## ABOUT THIS TASK
Retype all of the data exactly as given.

## DATA UNDER STUDY
=== Section Start ===
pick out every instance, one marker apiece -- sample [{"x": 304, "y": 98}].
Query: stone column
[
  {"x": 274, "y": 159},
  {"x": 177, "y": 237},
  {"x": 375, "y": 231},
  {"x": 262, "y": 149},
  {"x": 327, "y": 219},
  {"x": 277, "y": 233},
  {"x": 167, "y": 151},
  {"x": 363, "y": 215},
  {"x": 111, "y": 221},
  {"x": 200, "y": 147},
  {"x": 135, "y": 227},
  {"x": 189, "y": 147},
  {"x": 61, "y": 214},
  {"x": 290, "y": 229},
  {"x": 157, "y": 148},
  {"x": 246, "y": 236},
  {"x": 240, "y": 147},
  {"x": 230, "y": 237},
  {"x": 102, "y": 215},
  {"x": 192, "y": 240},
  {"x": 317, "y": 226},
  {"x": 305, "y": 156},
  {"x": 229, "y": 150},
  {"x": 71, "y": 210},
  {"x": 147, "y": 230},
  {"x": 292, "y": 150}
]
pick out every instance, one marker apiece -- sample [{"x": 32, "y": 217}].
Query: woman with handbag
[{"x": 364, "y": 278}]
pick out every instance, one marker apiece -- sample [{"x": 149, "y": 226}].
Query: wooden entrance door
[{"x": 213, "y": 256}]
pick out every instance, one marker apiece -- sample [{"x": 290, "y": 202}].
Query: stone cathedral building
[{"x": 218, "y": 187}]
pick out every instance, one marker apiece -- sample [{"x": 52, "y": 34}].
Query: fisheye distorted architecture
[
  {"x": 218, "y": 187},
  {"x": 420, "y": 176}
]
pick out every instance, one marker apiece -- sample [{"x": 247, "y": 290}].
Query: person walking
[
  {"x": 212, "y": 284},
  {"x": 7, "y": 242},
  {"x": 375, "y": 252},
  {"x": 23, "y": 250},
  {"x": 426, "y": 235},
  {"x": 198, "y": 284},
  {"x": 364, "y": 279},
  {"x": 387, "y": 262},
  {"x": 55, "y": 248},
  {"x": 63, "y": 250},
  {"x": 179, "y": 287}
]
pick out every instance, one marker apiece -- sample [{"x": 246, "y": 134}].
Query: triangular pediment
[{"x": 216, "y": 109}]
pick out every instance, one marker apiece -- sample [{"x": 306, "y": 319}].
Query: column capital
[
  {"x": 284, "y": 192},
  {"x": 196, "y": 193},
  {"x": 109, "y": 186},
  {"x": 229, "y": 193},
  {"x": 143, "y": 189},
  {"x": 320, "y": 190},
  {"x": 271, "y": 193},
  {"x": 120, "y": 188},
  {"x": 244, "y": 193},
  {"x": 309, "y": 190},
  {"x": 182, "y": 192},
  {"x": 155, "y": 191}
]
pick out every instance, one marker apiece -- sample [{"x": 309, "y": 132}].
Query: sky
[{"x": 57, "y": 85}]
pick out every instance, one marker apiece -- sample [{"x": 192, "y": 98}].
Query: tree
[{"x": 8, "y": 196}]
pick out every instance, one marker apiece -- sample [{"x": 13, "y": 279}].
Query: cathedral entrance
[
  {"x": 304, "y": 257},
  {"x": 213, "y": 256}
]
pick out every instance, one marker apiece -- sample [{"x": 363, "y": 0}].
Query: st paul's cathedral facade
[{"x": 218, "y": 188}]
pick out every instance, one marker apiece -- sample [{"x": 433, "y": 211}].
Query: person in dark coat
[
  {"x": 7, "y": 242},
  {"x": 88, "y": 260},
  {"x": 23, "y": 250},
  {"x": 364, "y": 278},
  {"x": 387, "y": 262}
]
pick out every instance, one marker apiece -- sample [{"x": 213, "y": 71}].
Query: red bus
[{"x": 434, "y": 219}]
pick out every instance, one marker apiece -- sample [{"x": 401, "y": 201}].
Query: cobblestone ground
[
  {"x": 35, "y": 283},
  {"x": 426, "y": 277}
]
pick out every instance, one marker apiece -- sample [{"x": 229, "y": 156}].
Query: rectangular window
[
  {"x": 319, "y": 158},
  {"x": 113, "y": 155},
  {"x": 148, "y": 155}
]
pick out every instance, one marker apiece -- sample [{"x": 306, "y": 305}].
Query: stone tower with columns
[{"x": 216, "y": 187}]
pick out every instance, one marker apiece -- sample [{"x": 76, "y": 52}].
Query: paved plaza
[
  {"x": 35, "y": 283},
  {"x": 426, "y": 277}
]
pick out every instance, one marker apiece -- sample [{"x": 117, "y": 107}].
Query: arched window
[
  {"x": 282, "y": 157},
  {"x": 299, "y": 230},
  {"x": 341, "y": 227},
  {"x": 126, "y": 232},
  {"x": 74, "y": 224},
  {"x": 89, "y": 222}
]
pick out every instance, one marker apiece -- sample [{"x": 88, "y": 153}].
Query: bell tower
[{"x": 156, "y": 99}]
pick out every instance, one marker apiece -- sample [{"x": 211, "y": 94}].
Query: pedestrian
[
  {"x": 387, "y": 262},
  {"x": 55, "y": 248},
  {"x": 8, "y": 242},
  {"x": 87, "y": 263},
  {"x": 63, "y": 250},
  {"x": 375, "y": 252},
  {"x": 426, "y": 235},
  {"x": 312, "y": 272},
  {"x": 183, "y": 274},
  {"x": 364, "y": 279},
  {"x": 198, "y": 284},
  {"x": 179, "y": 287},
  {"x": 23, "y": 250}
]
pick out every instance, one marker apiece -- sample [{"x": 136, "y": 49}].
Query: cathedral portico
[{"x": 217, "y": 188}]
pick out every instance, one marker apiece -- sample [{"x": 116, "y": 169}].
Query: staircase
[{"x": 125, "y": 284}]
=== Section End ===
## OUTPUT OF THE EXERCISE
pick out every instance, one marker apiece -- sample [{"x": 304, "y": 98}].
Query: stone column
[
  {"x": 274, "y": 159},
  {"x": 177, "y": 237},
  {"x": 375, "y": 231},
  {"x": 262, "y": 149},
  {"x": 327, "y": 219},
  {"x": 277, "y": 233},
  {"x": 167, "y": 151},
  {"x": 363, "y": 215},
  {"x": 111, "y": 221},
  {"x": 200, "y": 147},
  {"x": 135, "y": 227},
  {"x": 189, "y": 147},
  {"x": 61, "y": 214},
  {"x": 290, "y": 229},
  {"x": 157, "y": 148},
  {"x": 246, "y": 236},
  {"x": 240, "y": 147},
  {"x": 230, "y": 237},
  {"x": 102, "y": 215},
  {"x": 192, "y": 240},
  {"x": 317, "y": 226},
  {"x": 305, "y": 156},
  {"x": 229, "y": 150},
  {"x": 71, "y": 210},
  {"x": 147, "y": 230},
  {"x": 292, "y": 150}
]
pick out every instance, one marker apiece -- sample [{"x": 32, "y": 217}].
Query: woman with handbag
[{"x": 364, "y": 278}]
pick out every instance, one marker apiece -- sample [{"x": 149, "y": 226}].
Query: wooden entrance door
[{"x": 213, "y": 256}]
pick out every instance, one marker apiece -- sample [{"x": 290, "y": 202}].
Query: stone cathedral building
[{"x": 218, "y": 187}]
pick out every instance, one marker apiece -- sample [{"x": 52, "y": 34}].
Query: fisheye distorted architecture
[
  {"x": 218, "y": 187},
  {"x": 420, "y": 176}
]
pick out every instance, one marker apiece -- sample [{"x": 247, "y": 290}].
Query: person walking
[
  {"x": 212, "y": 284},
  {"x": 7, "y": 242},
  {"x": 375, "y": 252},
  {"x": 23, "y": 250},
  {"x": 426, "y": 235},
  {"x": 198, "y": 284},
  {"x": 364, "y": 279},
  {"x": 387, "y": 262},
  {"x": 55, "y": 248},
  {"x": 63, "y": 250},
  {"x": 179, "y": 287}
]
pick out every instance, one marker apiece -- sample [{"x": 246, "y": 134}].
Query: triangular pediment
[{"x": 216, "y": 109}]
pick out every instance, one marker apiece -- sample [{"x": 306, "y": 319}].
Query: column capital
[
  {"x": 284, "y": 192},
  {"x": 196, "y": 193},
  {"x": 109, "y": 186},
  {"x": 229, "y": 193},
  {"x": 143, "y": 189},
  {"x": 320, "y": 190},
  {"x": 271, "y": 193},
  {"x": 120, "y": 188},
  {"x": 244, "y": 193},
  {"x": 309, "y": 190},
  {"x": 182, "y": 192},
  {"x": 155, "y": 191}
]
pick out every instance, one marker apiece -- sample [{"x": 309, "y": 132}].
Query: sky
[{"x": 57, "y": 85}]
pick out every instance, one marker apiece -- sample [{"x": 192, "y": 98}].
Query: tree
[{"x": 8, "y": 196}]
pick out every instance, one marker apiece -- sample [{"x": 13, "y": 279}].
Query: cathedral entrance
[
  {"x": 304, "y": 257},
  {"x": 213, "y": 256}
]
pick out every instance, one marker apiece -- sample [{"x": 363, "y": 0}].
Query: st paul's cathedral facade
[{"x": 218, "y": 188}]
pick out every instance, one marker apiece -- sample [{"x": 433, "y": 211}].
Query: person in dark coat
[
  {"x": 7, "y": 242},
  {"x": 88, "y": 260},
  {"x": 23, "y": 250},
  {"x": 364, "y": 278},
  {"x": 387, "y": 262}
]
pick out every instance, one marker apiece -- sample [{"x": 213, "y": 71}].
Query: red bus
[{"x": 434, "y": 219}]
pick out every instance, one marker apiece -- sample [{"x": 401, "y": 201}].
Query: cobblestone ground
[
  {"x": 35, "y": 283},
  {"x": 426, "y": 277}
]
pick out every instance, one marker apiece -- sample [{"x": 229, "y": 156}].
Query: rectangular window
[
  {"x": 319, "y": 158},
  {"x": 113, "y": 155},
  {"x": 148, "y": 155}
]
pick out every instance, one marker apiece -- sample [{"x": 306, "y": 305}].
Query: stone tower with columns
[{"x": 216, "y": 187}]
pick out every instance, one marker apiece -- sample [{"x": 76, "y": 52}].
Query: paved plaza
[
  {"x": 35, "y": 283},
  {"x": 426, "y": 277}
]
pick out every instance, one marker apiece -- sample [{"x": 117, "y": 107}].
Query: arched window
[
  {"x": 282, "y": 157},
  {"x": 299, "y": 230},
  {"x": 341, "y": 227},
  {"x": 126, "y": 232},
  {"x": 74, "y": 224},
  {"x": 89, "y": 222}
]
pick out every instance, one marker apiece -- sample [{"x": 88, "y": 153}].
Query: bell tower
[{"x": 156, "y": 99}]
pick out every instance, one marker apiece -- sample [{"x": 211, "y": 94}].
Query: pedestrian
[
  {"x": 387, "y": 262},
  {"x": 55, "y": 248},
  {"x": 8, "y": 242},
  {"x": 87, "y": 263},
  {"x": 63, "y": 250},
  {"x": 375, "y": 252},
  {"x": 426, "y": 235},
  {"x": 312, "y": 272},
  {"x": 183, "y": 274},
  {"x": 364, "y": 279},
  {"x": 198, "y": 284},
  {"x": 179, "y": 287},
  {"x": 23, "y": 250}
]
pick out every instance, one marker apiece -- sample [{"x": 136, "y": 49}].
Query: cathedral portico
[{"x": 217, "y": 188}]
pick out every instance, one marker apiece -- sample [{"x": 116, "y": 169}].
Query: staircase
[{"x": 125, "y": 284}]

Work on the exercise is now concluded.